Tarefa do exercício 1 - Reproduza o trecho do texto sobre o Circo Irmãos Benzini que vai de "A história toma" até "páginas se recheiam.", inclusive, trocando "trem" por "comboio".

Texto do documento -

A história toma forma com o trágico acidente que leva seus pais à morte. Órfão e sem herança, ele foge num ato desesperado de deixar a dor para trás e abandona, assim, uma promissora carreira de veterinário, cujo diploma estava, apenas, à distância dos exames finais. Sem perspectivas sobre seu futuro, o jovem não hesita e embarca clandestinamente em um trem em movimento – o Esquadrão Voador do Circo Irmãos Benzini, o Maior Espetáculo da Terra.
Longe de entreter o leitor com a magia dos picadeiros ou distrai-lo com uma história de amor açucarada entre um ex-estudante de veterinária e a esposa de seu chefe, os eventos seguintes inquietam pela crueldade e frieza dos acontecimentos. Com os Estados Unidos assolados pela Grande Depressão, um dos únicos divertimentos se apoia nas excentricidades e encantos dos números circenses, mas é nos bastidores da grande tenda que as páginas se recheiam.
Em uma época que a participação de animais nos shows é oportuna e esperada pelo respeitável público, nos defrontamos com a realidade sofrível desses bichos, constantemente humilhados e torturados. Rosie que o diga! A doce e brincalhona elefanta, que, a princípio, é considerada burra, esconde uma sagacidade capaz de roubar qualquer “cena”, mesmo tendo tão pouco espaço na história.
Não só os animais, operários e artistas parecem significar um mero negócio para o diretor do circo, Tio Al, que, ao menor sinal de descompostura com suas regras, não pensa duas vezes em jogar vidas humanas para fora do trem... em movimento. Embora seja o todo poderoso do Circo Irmãos Benzini, Tio Al não acrescenta muito valor à trama, podendo ele mesmo ter sido descartado.
Já o detestável August, superintendente dos animais e marido da bela Marlena, por quem Jacob se apaixona, é uma figura complexa e por isso mesmo chama a atenção. Sua personalidade bipolar e gênio intempestivo são responsáveis por garantir o pouco da ação e suspense do livro, já que o romance protagonizado por Jacob e Marlena parece não sair do lugar. O que por um lado agrada devido à ausência de pieguice, por outro, se torna maçante.

Material de entrada -
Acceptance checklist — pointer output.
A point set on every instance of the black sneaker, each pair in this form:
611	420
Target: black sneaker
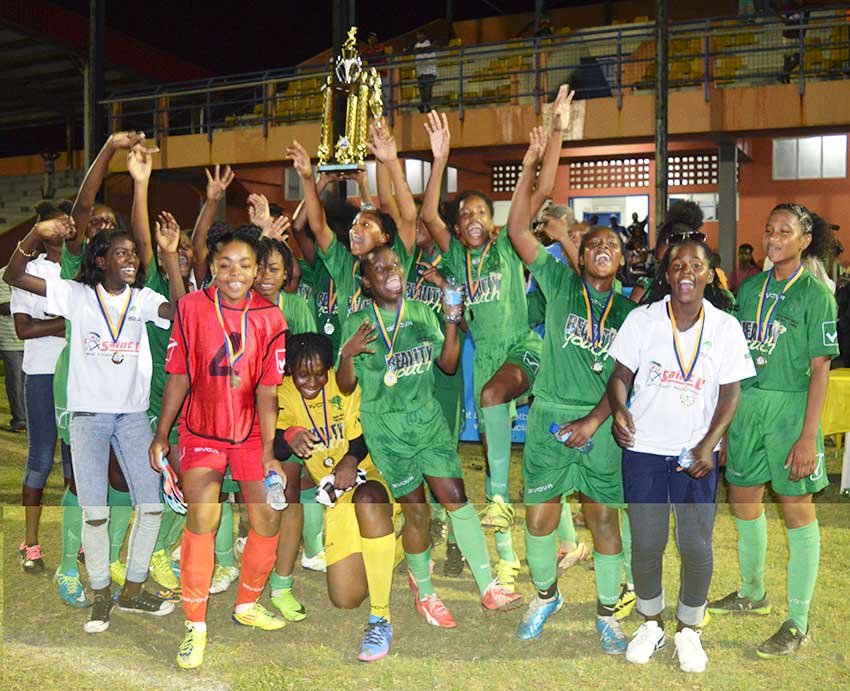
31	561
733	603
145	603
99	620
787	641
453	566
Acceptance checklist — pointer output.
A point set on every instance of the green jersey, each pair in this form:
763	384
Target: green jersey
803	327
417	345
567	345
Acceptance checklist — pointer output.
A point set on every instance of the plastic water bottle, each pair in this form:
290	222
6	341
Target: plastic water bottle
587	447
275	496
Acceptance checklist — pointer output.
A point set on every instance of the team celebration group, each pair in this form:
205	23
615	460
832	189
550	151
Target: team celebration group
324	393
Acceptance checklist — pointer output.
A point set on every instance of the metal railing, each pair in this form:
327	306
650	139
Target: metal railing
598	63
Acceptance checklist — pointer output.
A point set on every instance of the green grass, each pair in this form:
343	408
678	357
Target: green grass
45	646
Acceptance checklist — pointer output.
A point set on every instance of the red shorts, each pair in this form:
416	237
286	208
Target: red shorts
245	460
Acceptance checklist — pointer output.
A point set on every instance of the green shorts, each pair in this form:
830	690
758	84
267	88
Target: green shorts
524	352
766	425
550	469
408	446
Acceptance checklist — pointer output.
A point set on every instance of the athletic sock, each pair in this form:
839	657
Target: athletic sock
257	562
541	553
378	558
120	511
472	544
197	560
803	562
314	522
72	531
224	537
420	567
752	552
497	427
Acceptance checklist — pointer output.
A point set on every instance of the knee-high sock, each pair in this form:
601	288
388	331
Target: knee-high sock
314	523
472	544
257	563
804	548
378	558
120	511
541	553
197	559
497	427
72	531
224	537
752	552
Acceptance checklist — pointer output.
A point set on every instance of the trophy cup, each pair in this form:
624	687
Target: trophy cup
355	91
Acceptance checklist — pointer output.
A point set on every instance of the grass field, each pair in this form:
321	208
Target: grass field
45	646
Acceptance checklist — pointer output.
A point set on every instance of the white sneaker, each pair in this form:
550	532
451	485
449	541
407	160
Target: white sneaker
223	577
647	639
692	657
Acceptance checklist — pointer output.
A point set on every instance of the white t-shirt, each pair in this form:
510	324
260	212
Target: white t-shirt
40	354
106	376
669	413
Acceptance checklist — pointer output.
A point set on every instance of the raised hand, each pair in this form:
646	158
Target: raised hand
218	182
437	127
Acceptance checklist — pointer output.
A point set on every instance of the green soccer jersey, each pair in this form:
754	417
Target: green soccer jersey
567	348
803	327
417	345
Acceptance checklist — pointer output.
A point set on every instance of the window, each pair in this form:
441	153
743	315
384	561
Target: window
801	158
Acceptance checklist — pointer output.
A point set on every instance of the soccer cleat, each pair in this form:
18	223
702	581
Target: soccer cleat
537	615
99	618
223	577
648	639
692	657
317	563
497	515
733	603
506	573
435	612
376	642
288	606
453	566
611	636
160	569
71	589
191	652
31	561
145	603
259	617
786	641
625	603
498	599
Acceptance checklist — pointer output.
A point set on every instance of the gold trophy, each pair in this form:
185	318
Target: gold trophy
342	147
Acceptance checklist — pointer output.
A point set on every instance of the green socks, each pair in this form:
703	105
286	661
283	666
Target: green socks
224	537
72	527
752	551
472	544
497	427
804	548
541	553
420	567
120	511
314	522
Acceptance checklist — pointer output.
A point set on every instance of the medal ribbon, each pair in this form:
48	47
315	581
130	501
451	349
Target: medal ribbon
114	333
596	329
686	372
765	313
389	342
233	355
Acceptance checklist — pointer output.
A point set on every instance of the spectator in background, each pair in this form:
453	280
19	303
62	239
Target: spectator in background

* * *

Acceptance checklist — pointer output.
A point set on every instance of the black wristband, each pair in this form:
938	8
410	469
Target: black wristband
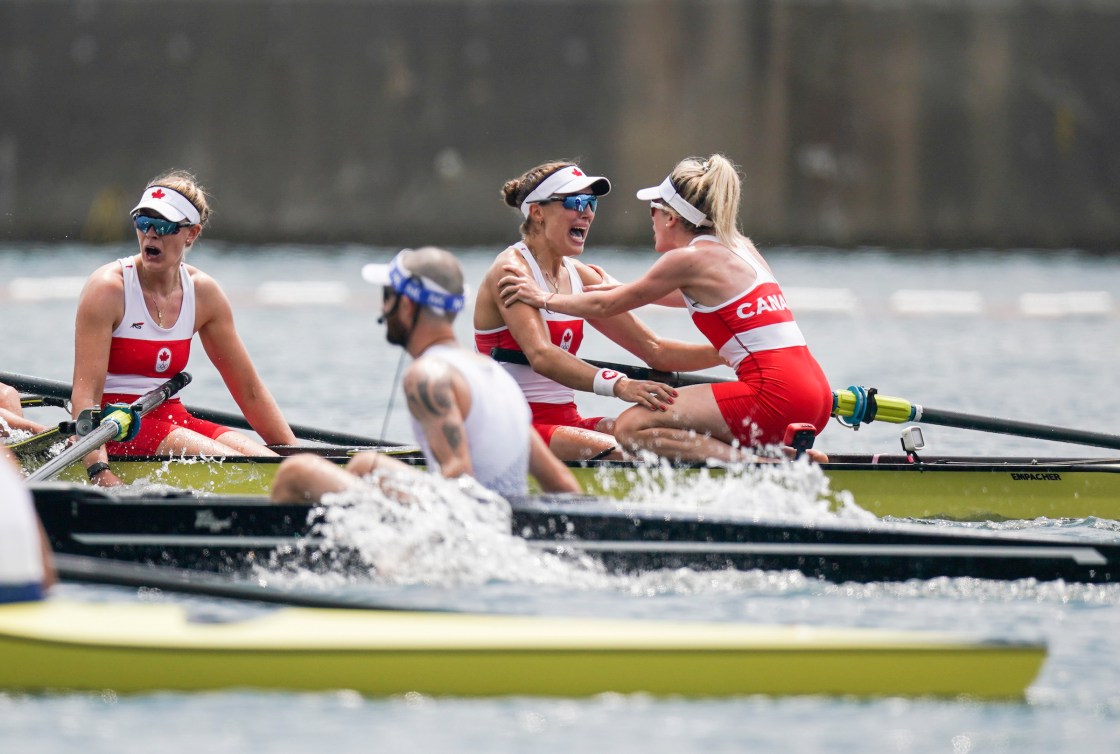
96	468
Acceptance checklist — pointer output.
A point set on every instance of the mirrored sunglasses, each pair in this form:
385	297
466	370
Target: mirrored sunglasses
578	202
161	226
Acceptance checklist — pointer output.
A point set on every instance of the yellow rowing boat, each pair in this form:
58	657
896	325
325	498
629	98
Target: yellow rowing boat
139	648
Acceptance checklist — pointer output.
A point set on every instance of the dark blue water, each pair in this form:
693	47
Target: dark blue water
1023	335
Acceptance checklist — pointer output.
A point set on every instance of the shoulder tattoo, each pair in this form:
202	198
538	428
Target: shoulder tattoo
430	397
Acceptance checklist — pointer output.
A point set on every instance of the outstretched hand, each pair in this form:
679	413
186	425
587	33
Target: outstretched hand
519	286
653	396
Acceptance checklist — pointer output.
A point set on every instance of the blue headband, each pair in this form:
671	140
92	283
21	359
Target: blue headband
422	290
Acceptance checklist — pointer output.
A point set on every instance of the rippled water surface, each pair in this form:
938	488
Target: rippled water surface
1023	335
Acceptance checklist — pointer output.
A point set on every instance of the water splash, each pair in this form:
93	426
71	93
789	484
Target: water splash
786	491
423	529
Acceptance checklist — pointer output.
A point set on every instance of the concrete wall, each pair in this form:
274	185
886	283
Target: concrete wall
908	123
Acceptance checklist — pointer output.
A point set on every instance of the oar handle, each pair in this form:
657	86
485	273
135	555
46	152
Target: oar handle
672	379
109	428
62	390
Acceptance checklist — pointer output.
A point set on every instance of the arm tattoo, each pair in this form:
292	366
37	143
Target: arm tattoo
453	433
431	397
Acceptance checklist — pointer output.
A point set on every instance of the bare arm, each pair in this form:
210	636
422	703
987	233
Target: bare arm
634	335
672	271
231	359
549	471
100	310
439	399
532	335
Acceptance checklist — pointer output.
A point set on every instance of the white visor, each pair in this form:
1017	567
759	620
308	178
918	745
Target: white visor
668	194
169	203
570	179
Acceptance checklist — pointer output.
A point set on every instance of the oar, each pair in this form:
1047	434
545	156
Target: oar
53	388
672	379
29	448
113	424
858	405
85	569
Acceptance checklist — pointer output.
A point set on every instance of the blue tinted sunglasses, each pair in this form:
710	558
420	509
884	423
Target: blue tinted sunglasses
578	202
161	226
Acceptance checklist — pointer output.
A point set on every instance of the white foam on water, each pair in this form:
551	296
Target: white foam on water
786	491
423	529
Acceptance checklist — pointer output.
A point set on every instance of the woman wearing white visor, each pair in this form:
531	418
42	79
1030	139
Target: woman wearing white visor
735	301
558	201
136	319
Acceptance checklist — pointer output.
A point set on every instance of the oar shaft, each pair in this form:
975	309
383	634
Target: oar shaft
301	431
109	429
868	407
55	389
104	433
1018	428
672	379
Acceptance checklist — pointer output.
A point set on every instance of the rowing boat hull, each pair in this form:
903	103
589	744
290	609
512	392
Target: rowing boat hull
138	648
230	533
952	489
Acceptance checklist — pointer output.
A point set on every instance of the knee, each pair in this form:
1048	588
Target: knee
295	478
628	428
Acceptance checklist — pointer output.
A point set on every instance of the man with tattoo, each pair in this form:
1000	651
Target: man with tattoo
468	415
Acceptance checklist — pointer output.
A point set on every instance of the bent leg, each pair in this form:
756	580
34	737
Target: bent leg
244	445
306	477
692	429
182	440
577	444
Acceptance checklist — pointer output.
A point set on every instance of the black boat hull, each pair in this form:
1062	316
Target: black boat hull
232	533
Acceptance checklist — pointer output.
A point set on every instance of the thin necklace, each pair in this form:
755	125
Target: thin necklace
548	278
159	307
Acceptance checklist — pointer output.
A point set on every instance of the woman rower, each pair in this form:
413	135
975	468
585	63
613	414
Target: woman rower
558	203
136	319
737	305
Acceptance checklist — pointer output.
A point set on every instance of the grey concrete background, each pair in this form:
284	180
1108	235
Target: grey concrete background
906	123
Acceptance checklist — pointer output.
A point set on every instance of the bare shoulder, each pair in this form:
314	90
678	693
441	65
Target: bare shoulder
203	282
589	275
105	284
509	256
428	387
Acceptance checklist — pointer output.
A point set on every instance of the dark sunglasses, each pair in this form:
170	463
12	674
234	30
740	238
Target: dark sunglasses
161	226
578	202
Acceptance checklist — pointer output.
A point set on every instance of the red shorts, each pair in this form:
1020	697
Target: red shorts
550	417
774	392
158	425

* * *

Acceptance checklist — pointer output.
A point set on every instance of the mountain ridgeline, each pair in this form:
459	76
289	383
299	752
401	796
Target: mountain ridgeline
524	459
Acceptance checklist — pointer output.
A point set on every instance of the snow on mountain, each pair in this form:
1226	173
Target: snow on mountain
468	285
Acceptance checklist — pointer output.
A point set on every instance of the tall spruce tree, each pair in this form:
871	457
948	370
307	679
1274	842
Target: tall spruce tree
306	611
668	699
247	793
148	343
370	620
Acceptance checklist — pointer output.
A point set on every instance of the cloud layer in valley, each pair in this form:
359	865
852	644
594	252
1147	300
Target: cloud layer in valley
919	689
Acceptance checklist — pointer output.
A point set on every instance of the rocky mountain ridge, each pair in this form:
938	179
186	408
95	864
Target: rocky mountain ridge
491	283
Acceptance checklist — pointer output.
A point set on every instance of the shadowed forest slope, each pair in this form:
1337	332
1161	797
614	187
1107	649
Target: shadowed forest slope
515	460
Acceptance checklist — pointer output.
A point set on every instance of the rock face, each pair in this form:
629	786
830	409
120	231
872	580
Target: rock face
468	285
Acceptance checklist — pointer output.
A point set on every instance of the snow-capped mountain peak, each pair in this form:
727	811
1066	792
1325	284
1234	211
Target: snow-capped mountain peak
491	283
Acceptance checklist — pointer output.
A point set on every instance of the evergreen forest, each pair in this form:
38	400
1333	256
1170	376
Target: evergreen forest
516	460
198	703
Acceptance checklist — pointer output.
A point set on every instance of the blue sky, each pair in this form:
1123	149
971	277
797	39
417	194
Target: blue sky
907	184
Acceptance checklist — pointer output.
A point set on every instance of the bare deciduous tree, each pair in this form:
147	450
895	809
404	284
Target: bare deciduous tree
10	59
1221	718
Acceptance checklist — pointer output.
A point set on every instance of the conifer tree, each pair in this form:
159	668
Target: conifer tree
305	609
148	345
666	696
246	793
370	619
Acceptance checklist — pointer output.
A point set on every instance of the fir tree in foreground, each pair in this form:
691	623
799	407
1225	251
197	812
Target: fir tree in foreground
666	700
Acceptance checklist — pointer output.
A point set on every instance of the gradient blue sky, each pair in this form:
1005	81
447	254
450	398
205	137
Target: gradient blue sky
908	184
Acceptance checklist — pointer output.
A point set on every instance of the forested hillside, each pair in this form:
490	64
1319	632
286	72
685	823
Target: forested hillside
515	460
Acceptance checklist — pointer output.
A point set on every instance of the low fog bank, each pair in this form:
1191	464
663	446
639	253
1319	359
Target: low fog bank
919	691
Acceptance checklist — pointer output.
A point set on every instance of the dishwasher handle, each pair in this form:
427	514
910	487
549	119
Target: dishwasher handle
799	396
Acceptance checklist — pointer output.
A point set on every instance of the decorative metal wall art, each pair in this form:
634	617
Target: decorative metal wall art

Tarefa do exercício 2 - Extraia dos registros todas as linhas que contêm a palavra "bare", levando em conta maiúsculas e minúsculas.

Resposta do exercício 1 -
A história toma forma com o trágico acidente que leva seus pais à morte. Órfão e sem herança, ele foge num ato desesperado de deixar a dor para trás e abandona, assim, uma promissora carreira de veterinário, cujo diploma estava, apenas, à distância dos exames finais. Sem perspectivas sobre seu futuro, o jovem não hesita e embarca clandestinamente em um comboio em movimento – o Esquadrão Voador do Circo Irmãos Benzini, o Maior Espetáculo da Terra.
Longe de entreter o leitor com a magia dos picadeiros ou distrai-lo com uma história de amor açucarada entre um ex-estudante de veterinária e a esposa de seu chefe, os eventos seguintes inquietam pela crueldade e frieza dos acontecimentos. Com os Estados Unidos assolados pela Grande Depressão, um dos únicos divertimentos se apoia nas excentricidades e encantos dos números circenses, mas é nos bastidores da grande tenda que as páginas se recheiam.

Resposta do exercício 2 -
A point set on every instance of the bare arm, each pair in this form:
Target: bare arm
A point set on every instance of the bare shoulder, each pair in this form:
Target: bare shoulder
A point set on every instance of the bare deciduous tree, each pair in this form:
Target: bare deciduous tree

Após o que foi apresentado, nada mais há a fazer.